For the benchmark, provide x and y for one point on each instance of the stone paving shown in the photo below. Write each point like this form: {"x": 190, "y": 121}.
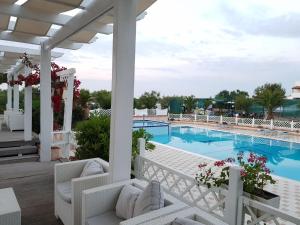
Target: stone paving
{"x": 187, "y": 163}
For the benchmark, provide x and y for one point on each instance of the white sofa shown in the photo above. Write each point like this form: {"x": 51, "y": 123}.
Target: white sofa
{"x": 68, "y": 187}
{"x": 194, "y": 214}
{"x": 98, "y": 205}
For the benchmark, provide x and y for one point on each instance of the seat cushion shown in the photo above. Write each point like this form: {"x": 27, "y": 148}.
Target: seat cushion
{"x": 108, "y": 218}
{"x": 64, "y": 190}
{"x": 92, "y": 167}
{"x": 185, "y": 221}
{"x": 126, "y": 201}
{"x": 152, "y": 198}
******************************
Please reproduce all of the material above word for word, leaving the pictures out of your answer.

- Expected answer:
For the benchmark, provide x and y for one point on each instance of the stone paving shown in the photo below. Write each point like this form: {"x": 190, "y": 121}.
Target: stone paving
{"x": 187, "y": 163}
For the benchmark, provide x and y for one point on each instance of the white sofa shown in the photo above. Write each point like this form: {"x": 51, "y": 123}.
Target: white sofa
{"x": 68, "y": 187}
{"x": 194, "y": 214}
{"x": 98, "y": 205}
For the benchmark, provide x and y for one point on each instance of the seat cushion shown in the photo above. Write each point like this form: {"x": 27, "y": 148}.
Target: seat cushion
{"x": 108, "y": 218}
{"x": 64, "y": 190}
{"x": 92, "y": 167}
{"x": 185, "y": 221}
{"x": 126, "y": 201}
{"x": 152, "y": 198}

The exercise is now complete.